BEGIN Data to process
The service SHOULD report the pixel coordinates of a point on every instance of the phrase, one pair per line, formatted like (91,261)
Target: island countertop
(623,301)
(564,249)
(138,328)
END Data to process
BEGIN Data to process
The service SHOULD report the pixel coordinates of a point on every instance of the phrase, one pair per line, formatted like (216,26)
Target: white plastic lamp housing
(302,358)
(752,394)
END Data to process
Check each line of the records for "coordinates" and copy the ones that contain it.

The service SHOULD report the pixel coordinates of a point on every instance of the phrase, one pair per line, formatted like (91,261)
The service SHOULD report the pixel coordinates of a point on every instance of the phrase, one pair per line, formatted like (216,26)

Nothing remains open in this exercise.